I want to develop a Python script that can find all of the figure captions within a PDF. I was wondering if it is possible to gather all the figure captions and append them to an array as it is searching for new figure captions.
I have tried searching for the word "Figure" and then grabbing the entire sentence that is present within it, but it is not efficient because it wouldn't find all of the sentences within the caption, and instead, only the sentence that is separated with a period.
EDIT The following is a sample PDF that I intend to be working with. As you see, the word Fig.1 is written right below the image.
NEW EDIT Here is the full HTML file that was converted with pdf2htmlEX: https://drive.google.com/open?id=1hYriVrTlwmxR35A2Jy7mKoO4ns2oWe3Z
This answer is not complete, will update it as we go through the problem.
Copy of original PDF:
https://www.ncbi.nlm.nih.gov/pmc/articles/PMC335638/pdf/pnas00677-0355.pdf
Step 1 - Try pypdf
# importing required modules
import PyPDF2
# creating a pdf file object
pdfFileObj = open('example.pdf', 'rb')
# creating a pdf reader object
pdfReader = PyPDF2.PdfFileReader(pdfFileObj)
# printing number of pages in pdf file
print(pdfReader.numPages)
# creating a page object
pageObj = pdfReader.getPage(0)
# extracting text from page
print(pageObj.extractText())
# closing the pdf file object
pdfFileObj.close()
This wasn't suitable as even the words weren't separated by spaces.
Step 2 - try pdf2htmlEX
Suggested we try https://github.com/coolwanglu/pdf2htmlEX to convert to html and then develop appropriate selectors to use with beautifulsoup4.

════════════════

What you will do: Write the next part of the thread on extracting figure captions from a PDF, picking up after its last sentence. The lines that come next have nothing to do with the thread about PDF figure captions.

Records:
════════════════

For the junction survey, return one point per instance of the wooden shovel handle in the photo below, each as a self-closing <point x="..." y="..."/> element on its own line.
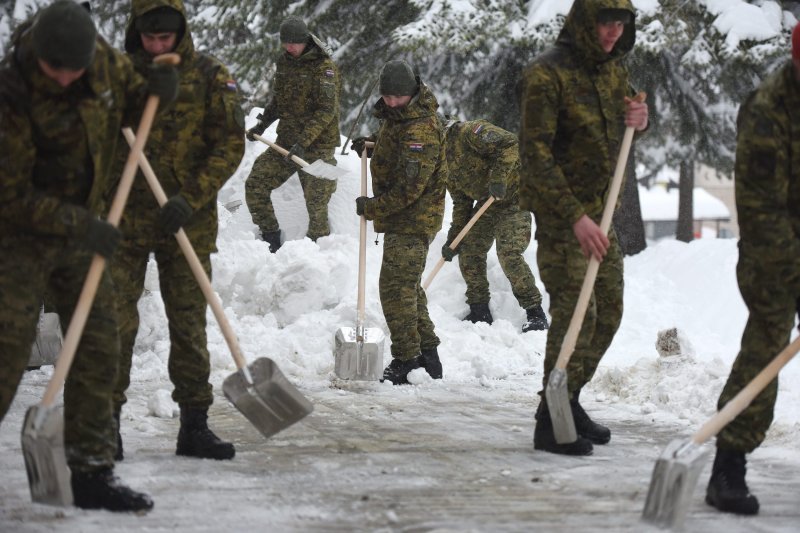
<point x="191" y="258"/>
<point x="571" y="337"/>
<point x="92" y="282"/>
<point x="745" y="396"/>
<point x="457" y="240"/>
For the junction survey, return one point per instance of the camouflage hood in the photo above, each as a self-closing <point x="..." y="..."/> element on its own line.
<point x="580" y="30"/>
<point x="133" y="44"/>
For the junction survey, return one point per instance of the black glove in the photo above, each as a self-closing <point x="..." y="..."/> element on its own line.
<point x="174" y="214"/>
<point x="101" y="237"/>
<point x="297" y="150"/>
<point x="448" y="253"/>
<point x="162" y="81"/>
<point x="358" y="146"/>
<point x="498" y="190"/>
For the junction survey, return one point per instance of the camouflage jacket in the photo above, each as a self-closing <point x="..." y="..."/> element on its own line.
<point x="196" y="144"/>
<point x="408" y="168"/>
<point x="305" y="97"/>
<point x="58" y="146"/>
<point x="768" y="181"/>
<point x="479" y="153"/>
<point x="573" y="120"/>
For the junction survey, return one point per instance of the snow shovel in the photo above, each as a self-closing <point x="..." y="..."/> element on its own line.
<point x="358" y="352"/>
<point x="318" y="168"/>
<point x="556" y="392"/>
<point x="261" y="392"/>
<point x="43" y="428"/>
<point x="457" y="240"/>
<point x="680" y="464"/>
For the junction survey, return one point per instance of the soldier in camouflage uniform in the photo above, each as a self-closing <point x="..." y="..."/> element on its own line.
<point x="64" y="95"/>
<point x="574" y="114"/>
<point x="408" y="179"/>
<point x="305" y="97"/>
<point x="194" y="148"/>
<point x="483" y="161"/>
<point x="768" y="272"/>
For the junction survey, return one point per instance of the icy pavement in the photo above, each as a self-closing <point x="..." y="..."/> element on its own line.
<point x="438" y="456"/>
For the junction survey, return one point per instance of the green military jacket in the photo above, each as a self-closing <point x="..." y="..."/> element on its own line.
<point x="479" y="153"/>
<point x="408" y="168"/>
<point x="57" y="145"/>
<point x="768" y="182"/>
<point x="305" y="97"/>
<point x="573" y="120"/>
<point x="196" y="144"/>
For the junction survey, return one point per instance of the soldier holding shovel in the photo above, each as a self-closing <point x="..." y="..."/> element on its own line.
<point x="574" y="115"/>
<point x="64" y="94"/>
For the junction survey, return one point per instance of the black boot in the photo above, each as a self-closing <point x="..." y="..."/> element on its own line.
<point x="273" y="238"/>
<point x="585" y="426"/>
<point x="196" y="440"/>
<point x="544" y="439"/>
<point x="118" y="455"/>
<point x="537" y="321"/>
<point x="101" y="489"/>
<point x="727" y="489"/>
<point x="397" y="371"/>
<point x="429" y="360"/>
<point x="479" y="313"/>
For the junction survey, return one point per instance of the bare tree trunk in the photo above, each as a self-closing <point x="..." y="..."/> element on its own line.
<point x="685" y="229"/>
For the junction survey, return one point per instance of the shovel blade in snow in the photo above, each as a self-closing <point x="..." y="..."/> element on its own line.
<point x="271" y="403"/>
<point x="558" y="404"/>
<point x="49" y="339"/>
<point x="672" y="485"/>
<point x="358" y="359"/>
<point x="45" y="458"/>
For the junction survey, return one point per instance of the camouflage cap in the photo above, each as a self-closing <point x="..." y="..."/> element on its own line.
<point x="398" y="79"/>
<point x="293" y="30"/>
<point x="64" y="36"/>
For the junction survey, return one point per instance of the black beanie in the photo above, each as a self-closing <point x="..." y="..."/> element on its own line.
<point x="398" y="79"/>
<point x="294" y="31"/>
<point x="64" y="35"/>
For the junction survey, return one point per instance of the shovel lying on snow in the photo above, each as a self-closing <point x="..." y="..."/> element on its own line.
<point x="318" y="168"/>
<point x="358" y="352"/>
<point x="43" y="428"/>
<point x="680" y="464"/>
<point x="556" y="392"/>
<point x="457" y="240"/>
<point x="261" y="391"/>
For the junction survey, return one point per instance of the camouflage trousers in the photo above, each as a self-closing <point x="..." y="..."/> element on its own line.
<point x="405" y="306"/>
<point x="185" y="306"/>
<point x="28" y="269"/>
<point x="270" y="171"/>
<point x="510" y="228"/>
<point x="562" y="266"/>
<point x="772" y="311"/>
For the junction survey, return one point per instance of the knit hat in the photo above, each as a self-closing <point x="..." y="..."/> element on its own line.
<point x="398" y="79"/>
<point x="294" y="31"/>
<point x="64" y="36"/>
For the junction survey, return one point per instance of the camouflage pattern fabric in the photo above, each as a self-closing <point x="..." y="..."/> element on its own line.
<point x="404" y="303"/>
<point x="768" y="272"/>
<point x="194" y="147"/>
<point x="305" y="97"/>
<point x="478" y="154"/>
<point x="573" y="111"/>
<point x="57" y="147"/>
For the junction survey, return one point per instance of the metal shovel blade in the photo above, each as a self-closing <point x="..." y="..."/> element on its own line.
<point x="45" y="459"/>
<point x="360" y="360"/>
<point x="672" y="485"/>
<point x="321" y="169"/>
<point x="558" y="404"/>
<point x="271" y="403"/>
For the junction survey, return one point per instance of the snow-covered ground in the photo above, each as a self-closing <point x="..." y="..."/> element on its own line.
<point x="450" y="455"/>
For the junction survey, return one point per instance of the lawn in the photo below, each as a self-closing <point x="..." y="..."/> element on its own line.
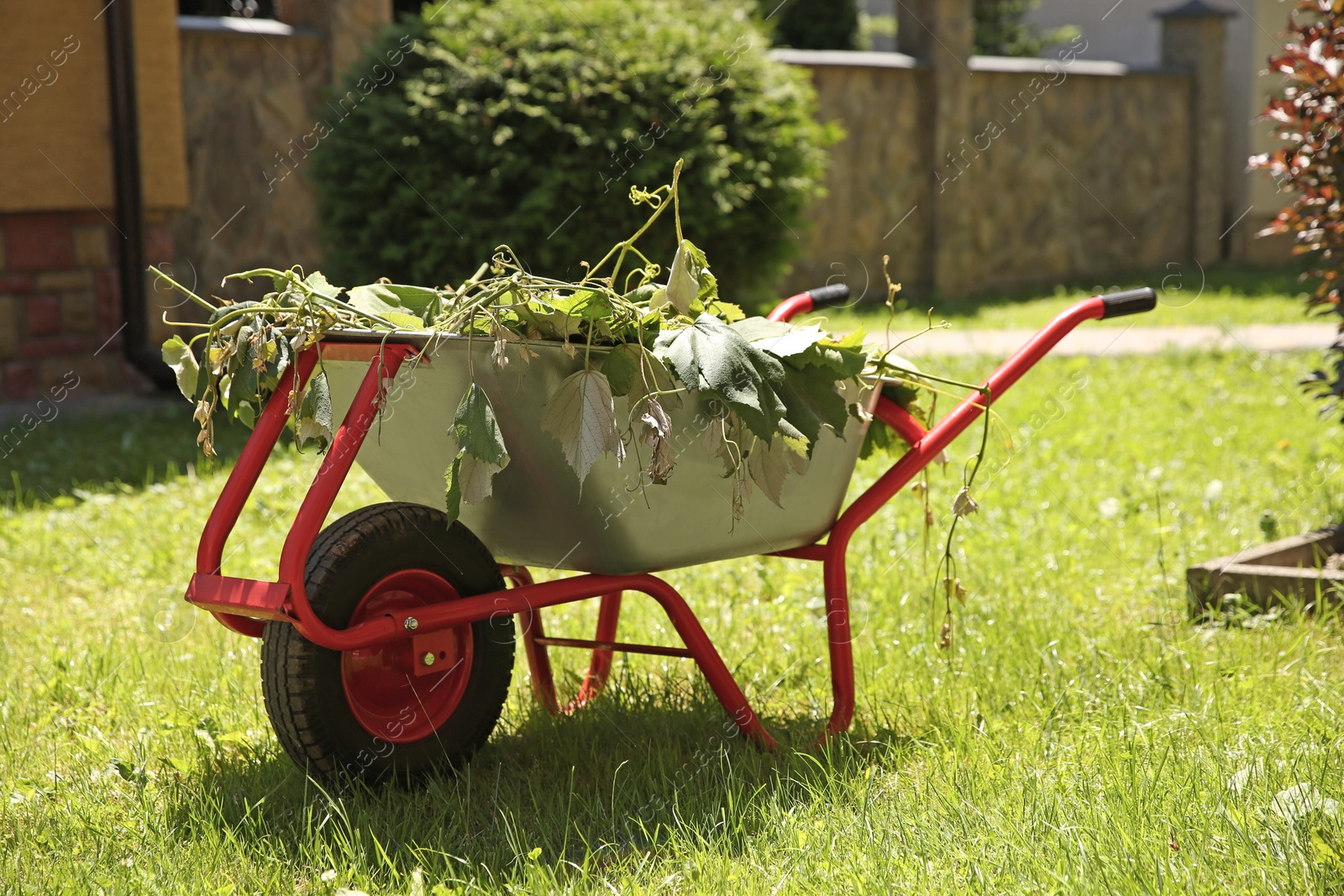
<point x="1229" y="295"/>
<point x="1081" y="735"/>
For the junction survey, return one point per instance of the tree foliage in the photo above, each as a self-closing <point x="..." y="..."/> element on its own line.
<point x="817" y="24"/>
<point x="519" y="121"/>
<point x="1308" y="121"/>
<point x="1001" y="29"/>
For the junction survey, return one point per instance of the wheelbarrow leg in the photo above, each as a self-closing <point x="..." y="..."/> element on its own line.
<point x="538" y="658"/>
<point x="608" y="617"/>
<point x="839" y="644"/>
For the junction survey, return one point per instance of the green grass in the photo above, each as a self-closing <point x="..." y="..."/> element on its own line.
<point x="1227" y="295"/>
<point x="1077" y="738"/>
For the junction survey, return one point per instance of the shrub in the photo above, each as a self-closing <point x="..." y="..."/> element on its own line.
<point x="817" y="24"/>
<point x="528" y="123"/>
<point x="1307" y="118"/>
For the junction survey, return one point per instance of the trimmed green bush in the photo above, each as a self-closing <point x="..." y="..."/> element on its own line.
<point x="528" y="123"/>
<point x="817" y="24"/>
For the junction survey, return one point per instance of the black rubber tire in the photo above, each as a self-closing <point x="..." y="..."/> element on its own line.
<point x="302" y="681"/>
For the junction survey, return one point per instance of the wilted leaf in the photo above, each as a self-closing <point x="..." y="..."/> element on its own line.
<point x="769" y="465"/>
<point x="315" y="412"/>
<point x="185" y="367"/>
<point x="710" y="356"/>
<point x="582" y="417"/>
<point x="658" y="429"/>
<point x="476" y="430"/>
<point x="480" y="456"/>
<point x="682" y="281"/>
<point x="964" y="504"/>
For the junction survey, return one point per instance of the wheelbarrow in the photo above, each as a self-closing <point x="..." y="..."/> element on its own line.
<point x="389" y="637"/>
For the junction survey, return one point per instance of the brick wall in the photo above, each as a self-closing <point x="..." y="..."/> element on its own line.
<point x="60" y="302"/>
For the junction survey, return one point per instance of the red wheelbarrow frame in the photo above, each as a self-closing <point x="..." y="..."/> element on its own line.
<point x="242" y="605"/>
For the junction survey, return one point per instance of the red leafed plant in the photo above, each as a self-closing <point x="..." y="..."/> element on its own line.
<point x="1310" y="120"/>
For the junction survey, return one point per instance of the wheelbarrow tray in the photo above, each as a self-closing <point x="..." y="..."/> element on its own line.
<point x="617" y="523"/>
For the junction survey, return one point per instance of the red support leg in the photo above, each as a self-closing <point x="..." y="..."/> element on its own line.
<point x="538" y="658"/>
<point x="608" y="617"/>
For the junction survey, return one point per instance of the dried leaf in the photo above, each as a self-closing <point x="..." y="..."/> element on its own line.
<point x="315" y="412"/>
<point x="964" y="504"/>
<point x="582" y="417"/>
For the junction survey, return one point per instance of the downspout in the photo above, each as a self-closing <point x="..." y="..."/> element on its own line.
<point x="131" y="210"/>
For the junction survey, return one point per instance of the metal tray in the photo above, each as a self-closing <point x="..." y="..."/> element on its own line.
<point x="538" y="516"/>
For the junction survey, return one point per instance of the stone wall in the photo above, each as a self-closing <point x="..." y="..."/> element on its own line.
<point x="974" y="172"/>
<point x="60" y="304"/>
<point x="250" y="98"/>
<point x="878" y="176"/>
<point x="1088" y="177"/>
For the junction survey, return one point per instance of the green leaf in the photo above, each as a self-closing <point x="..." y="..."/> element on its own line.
<point x="477" y="477"/>
<point x="879" y="438"/>
<point x="582" y="417"/>
<point x="245" y="380"/>
<point x="407" y="307"/>
<point x="779" y="338"/>
<point x="481" y="452"/>
<point x="812" y="402"/>
<point x="622" y="367"/>
<point x="769" y="465"/>
<point x="476" y="430"/>
<point x="185" y="367"/>
<point x="631" y="369"/>
<point x="712" y="358"/>
<point x="454" y="490"/>
<point x="315" y="412"/>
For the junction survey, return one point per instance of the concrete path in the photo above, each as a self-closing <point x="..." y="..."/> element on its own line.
<point x="1121" y="340"/>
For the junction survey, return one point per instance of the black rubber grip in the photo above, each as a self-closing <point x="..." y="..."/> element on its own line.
<point x="830" y="296"/>
<point x="1132" y="301"/>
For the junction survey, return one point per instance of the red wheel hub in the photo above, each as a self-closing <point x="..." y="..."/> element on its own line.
<point x="382" y="687"/>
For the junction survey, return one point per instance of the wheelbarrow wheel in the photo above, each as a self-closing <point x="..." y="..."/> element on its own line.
<point x="371" y="714"/>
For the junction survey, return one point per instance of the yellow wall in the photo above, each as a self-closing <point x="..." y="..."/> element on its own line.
<point x="55" y="147"/>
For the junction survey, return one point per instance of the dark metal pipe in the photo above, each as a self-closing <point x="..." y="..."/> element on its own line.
<point x="131" y="208"/>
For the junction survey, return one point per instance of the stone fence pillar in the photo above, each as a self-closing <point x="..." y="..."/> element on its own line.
<point x="941" y="35"/>
<point x="1194" y="40"/>
<point x="347" y="24"/>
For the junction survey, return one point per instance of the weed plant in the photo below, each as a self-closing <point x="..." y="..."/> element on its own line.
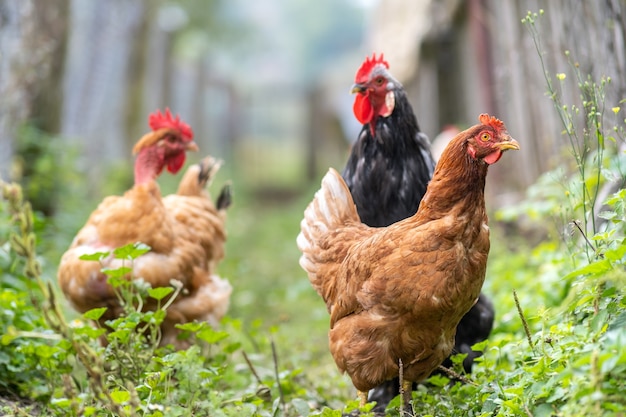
<point x="558" y="348"/>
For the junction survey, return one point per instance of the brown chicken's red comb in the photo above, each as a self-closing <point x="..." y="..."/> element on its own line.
<point x="492" y="121"/>
<point x="158" y="120"/>
<point x="367" y="65"/>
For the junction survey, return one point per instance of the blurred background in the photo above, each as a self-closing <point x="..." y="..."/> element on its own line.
<point x="265" y="86"/>
<point x="267" y="83"/>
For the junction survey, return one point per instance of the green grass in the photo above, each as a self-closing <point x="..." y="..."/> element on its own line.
<point x="557" y="348"/>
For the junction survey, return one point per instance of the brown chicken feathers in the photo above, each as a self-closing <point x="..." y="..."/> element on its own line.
<point x="398" y="292"/>
<point x="185" y="232"/>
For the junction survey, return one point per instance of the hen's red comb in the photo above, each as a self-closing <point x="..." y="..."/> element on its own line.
<point x="363" y="73"/>
<point x="158" y="120"/>
<point x="492" y="121"/>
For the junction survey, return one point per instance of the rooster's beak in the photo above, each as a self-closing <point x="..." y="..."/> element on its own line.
<point x="508" y="143"/>
<point x="358" y="88"/>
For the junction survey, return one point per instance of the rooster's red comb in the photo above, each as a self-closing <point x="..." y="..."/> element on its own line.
<point x="366" y="67"/>
<point x="158" y="120"/>
<point x="492" y="121"/>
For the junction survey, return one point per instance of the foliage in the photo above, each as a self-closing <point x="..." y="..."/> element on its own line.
<point x="557" y="348"/>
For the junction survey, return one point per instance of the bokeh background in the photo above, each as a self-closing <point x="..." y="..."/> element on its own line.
<point x="265" y="85"/>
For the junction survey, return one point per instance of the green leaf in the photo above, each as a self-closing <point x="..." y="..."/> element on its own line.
<point x="160" y="292"/>
<point x="120" y="397"/>
<point x="616" y="254"/>
<point x="131" y="251"/>
<point x="95" y="313"/>
<point x="594" y="268"/>
<point x="117" y="272"/>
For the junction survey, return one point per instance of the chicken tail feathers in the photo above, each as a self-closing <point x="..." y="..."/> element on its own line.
<point x="331" y="208"/>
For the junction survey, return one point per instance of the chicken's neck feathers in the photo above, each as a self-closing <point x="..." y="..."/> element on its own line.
<point x="458" y="185"/>
<point x="148" y="165"/>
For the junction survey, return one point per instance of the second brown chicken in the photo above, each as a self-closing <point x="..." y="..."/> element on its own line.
<point x="396" y="294"/>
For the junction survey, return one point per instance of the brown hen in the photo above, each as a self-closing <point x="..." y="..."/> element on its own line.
<point x="396" y="294"/>
<point x="185" y="232"/>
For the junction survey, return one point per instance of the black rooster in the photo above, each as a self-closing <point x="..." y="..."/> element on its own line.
<point x="387" y="172"/>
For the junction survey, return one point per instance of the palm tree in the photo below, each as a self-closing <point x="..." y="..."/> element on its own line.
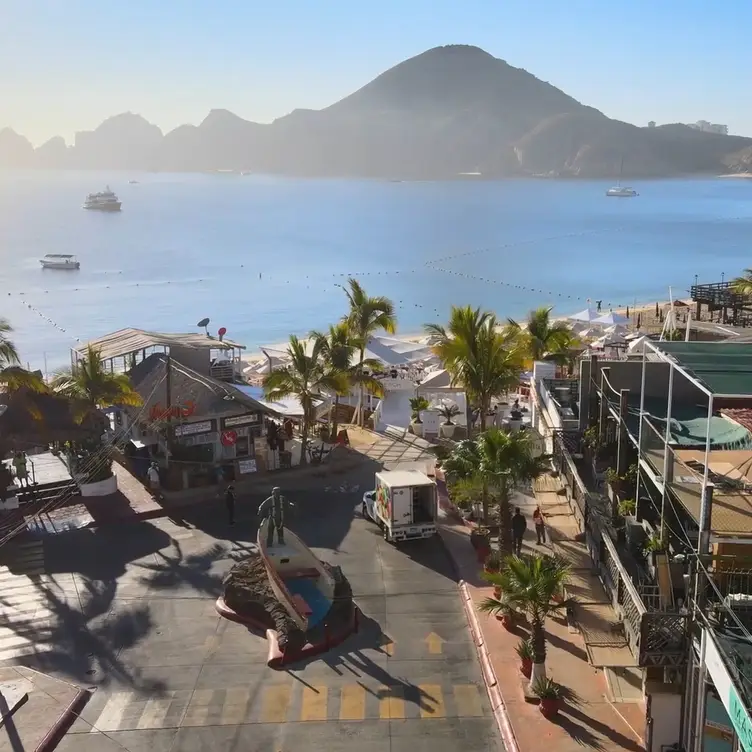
<point x="501" y="461"/>
<point x="90" y="386"/>
<point x="484" y="360"/>
<point x="543" y="339"/>
<point x="307" y="378"/>
<point x="534" y="585"/>
<point x="367" y="315"/>
<point x="338" y="347"/>
<point x="743" y="285"/>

════════════════

Exercise answer:
pdf2htmlex produced html where every single word was surrounded by tags and didn't help us at all.
Step 3 - try pdfminer.six
https://github.com/pdfminer/pdfminer.six
This is much better, though still not perfect:
CIRCUITS IN THE CEREBELLAR CONTROL OF MOVEMENT
BY JOHN C. ECCLES
AMA/ERF INSTITUTE FOR BIOMEDICAL RESEARCH, CHICAGO
Communicated May 16, 1967
Neuroanatomists have generally recognized that the cerebellum provides the greatest challenge in our initial efforts to discern functional meaning in neuronal patterns because there is a stereotyped and simple geometrical arrangement of its Presumably, it is for this reason that there is the unique neuronal constituents. most refined knowledge of microstructure that is available in the central nervous system. The pioneer investigations of Ram6n y Cajall have led in recent times to fascinating developments concerning microstructure, geometrical arrangements, and numerical assessment.2
As shown in Figure 1,3 there are only two kinds of afferent fibers conveying information to the cerebellum, the climbing fibers (cf) and the mossy fibers (mf); and there is only one type of efferent fiber from the cerebellum, the axons of the Purkinje cells (Pc), which terminate in the cerebellar nuclei (cn) and otherwise largely in Deiters' nucleus. The climbing fiber is uniquely distributed to a single
FIG. 1.-Perspective drawing by Fox3 of a part of a folium of the cerebellar cortex. The principal
components are shown in diagrammatic form, and are described in the text.
336
VOL. 58, 1967
PHYSIOLOGY: J. C. ECCLES
337
We can then run this code on the output:
import re
# Read In Text
fileName = "sample.txt"
pdfTextfile = open(fileName, "r")
pdfText = pdfTextfile.read()
# Split text into blocks separated by double line break.
blocks = pdfText.split("\n\n")
# Remove all new lines within blocks to remove arbitary line breaks
blocks = map(lambda x : x.replace("\n", ""), blocks)
# Which blocks are figure captions?
captions = []
for block in blocks:
if re.search('^fig', block, re.IGNORECASE):
captions.append(block)
# Done!
for caption in captions:
print(caption)
print()
This may need some more tweaking, as the output of pdfminer.six is not quite perfect.
Step 4 - Try Tesseract
I was curious to see how good OCR would be in this case. First convert the pdf to images. Then install the following:
sudo apt install tesseract-ocr
pip install pyocr
This code will perform OCR on the image.
from PIL import Image
import sys
import pyocr
import pyocr.builders
tools = pyocr.get_available_tools()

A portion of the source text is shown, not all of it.